Written task: Take the part that opens with the line containing "negative clicks: (99, 558)" and closes with the line containing "positive clicks: (62, 670) (23, 698) (4, 703)", and rewrite only those lines with "rough mask" swapped for "coarse mask" and everything else left the same.

Data in this exercise:

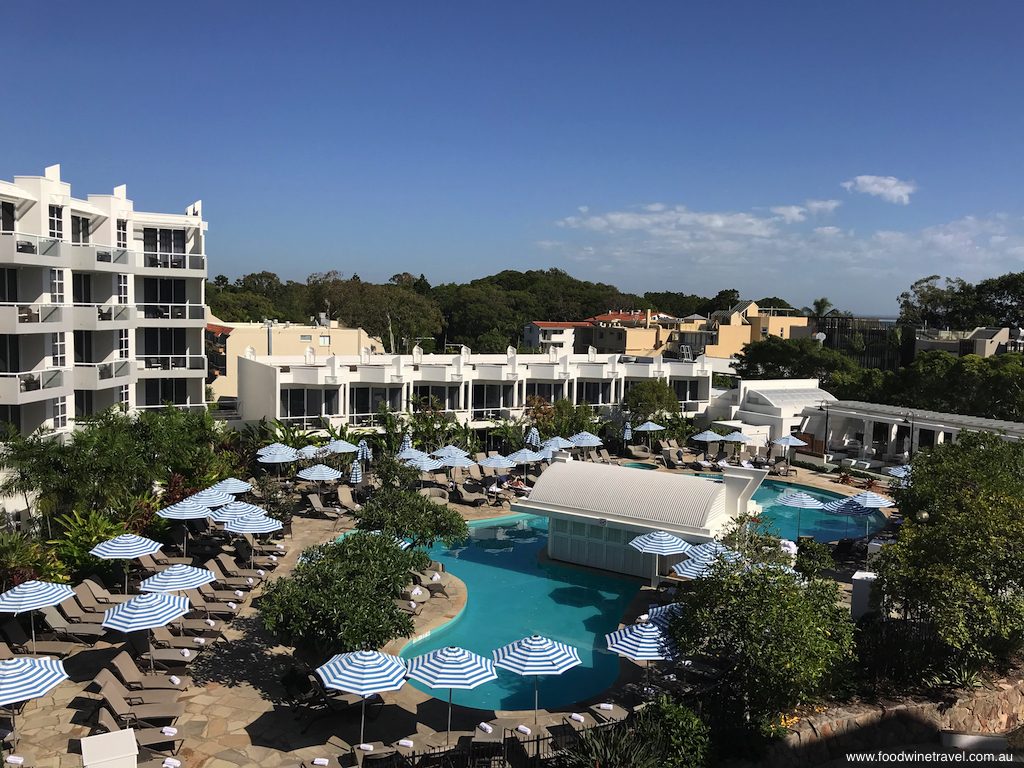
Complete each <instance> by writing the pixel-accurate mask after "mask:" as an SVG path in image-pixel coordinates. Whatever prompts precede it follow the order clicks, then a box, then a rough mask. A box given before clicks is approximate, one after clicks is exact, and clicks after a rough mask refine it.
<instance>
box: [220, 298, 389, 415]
mask: <svg viewBox="0 0 1024 768" xmlns="http://www.w3.org/2000/svg"><path fill="white" fill-rule="evenodd" d="M206 339H207V344H208V354H209V376H208V377H207V383H208V384H209V385H210V388H211V390H212V391H213V396H214V398H215V399H219V398H220V397H237V396H238V394H239V379H238V367H239V357H248V358H250V359H253V358H255V357H257V356H260V357H267V356H288V357H299V358H302V359H304V360H305V361H306V362H307V364H309V365H312V364H315V362H316V361H317V359H319V360H323V359H325V358H327V357H330V356H349V355H359V354H362V353H364V352H369V353H370V354H376V353H379V352H381V351H383V349H384V344H383V343H382V342H381V340H380V339H377V338H375V337H373V336H371V335H370V334H368V333H367V332H366V331H364V330H362V329H361V328H340V327H339V326H338V322H337V321H324V322H323V324H318V325H315V326H301V325H297V324H294V323H279V322H276V321H264V322H263V323H224V322H223V321H220V319H218V318H216V317H214V316H213V315H212V314H211V315H210V322H209V323H207V326H206Z"/></svg>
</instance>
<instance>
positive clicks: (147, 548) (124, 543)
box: [89, 534, 160, 560]
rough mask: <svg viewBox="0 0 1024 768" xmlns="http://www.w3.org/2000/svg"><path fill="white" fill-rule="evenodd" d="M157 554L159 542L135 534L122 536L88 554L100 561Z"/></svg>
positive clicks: (123, 535) (103, 543)
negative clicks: (99, 558)
mask: <svg viewBox="0 0 1024 768" xmlns="http://www.w3.org/2000/svg"><path fill="white" fill-rule="evenodd" d="M157 552H160V543H159V542H155V541H153V540H152V539H146V538H145V537H142V536H135V534H122V535H121V536H118V537H115V538H114V539H111V540H109V541H105V542H103V543H102V544H97V545H96V546H95V547H93V548H92V549H91V550H89V554H92V555H95V556H96V557H98V558H100V559H102V560H133V559H135V558H136V557H141V556H142V555H153V554H156V553H157Z"/></svg>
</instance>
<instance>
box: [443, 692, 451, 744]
mask: <svg viewBox="0 0 1024 768" xmlns="http://www.w3.org/2000/svg"><path fill="white" fill-rule="evenodd" d="M444 743H445V744H450V743H452V689H451V688H449V729H447V731H445V733H444Z"/></svg>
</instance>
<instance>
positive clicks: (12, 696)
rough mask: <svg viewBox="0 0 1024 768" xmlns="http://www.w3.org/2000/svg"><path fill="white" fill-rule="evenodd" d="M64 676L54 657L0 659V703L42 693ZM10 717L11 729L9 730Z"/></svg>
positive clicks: (62, 670) (23, 698) (4, 703)
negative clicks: (9, 723) (1, 659)
mask: <svg viewBox="0 0 1024 768" xmlns="http://www.w3.org/2000/svg"><path fill="white" fill-rule="evenodd" d="M67 679H68V673H67V672H65V668H63V662H61V660H59V659H57V658H8V659H6V660H4V662H0V707H10V706H11V705H15V703H18V702H20V701H28V700H29V699H30V698H39V697H40V696H45V695H46V694H47V693H49V692H50V691H51V690H53V689H54V688H56V687H57V686H58V685H59V684H60V683H62V682H63V681H65V680H67ZM13 714H14V713H13V712H11V716H13ZM13 725H14V723H13V720H12V722H11V730H13Z"/></svg>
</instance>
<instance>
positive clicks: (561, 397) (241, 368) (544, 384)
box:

Your solution:
negative clicks: (99, 558)
mask: <svg viewBox="0 0 1024 768" xmlns="http://www.w3.org/2000/svg"><path fill="white" fill-rule="evenodd" d="M157 552H160V543H159V542H155V541H153V540H152V539H146V538H145V537H142V536H135V534H122V535H121V536H118V537H115V538H114V539H111V540H109V541H105V542H103V543H102V544H97V545H96V546H95V547H93V548H92V549H91V550H89V554H92V555H95V556H96V557H98V558H100V559H102V560H133V559H135V558H136V557H141V556H142V555H153V554H156V553H157Z"/></svg>
</instance>
<instance>
box: [443, 692, 451, 744]
mask: <svg viewBox="0 0 1024 768" xmlns="http://www.w3.org/2000/svg"><path fill="white" fill-rule="evenodd" d="M444 743H445V744H450V743H452V689H451V688H449V729H447V731H445V733H444Z"/></svg>
</instance>
<instance>
positive clicks: (12, 696)
coarse mask: <svg viewBox="0 0 1024 768" xmlns="http://www.w3.org/2000/svg"><path fill="white" fill-rule="evenodd" d="M64 676L54 657L0 659V703L42 693ZM10 717L11 729L9 730Z"/></svg>
positive clicks: (62, 670) (23, 698) (4, 703)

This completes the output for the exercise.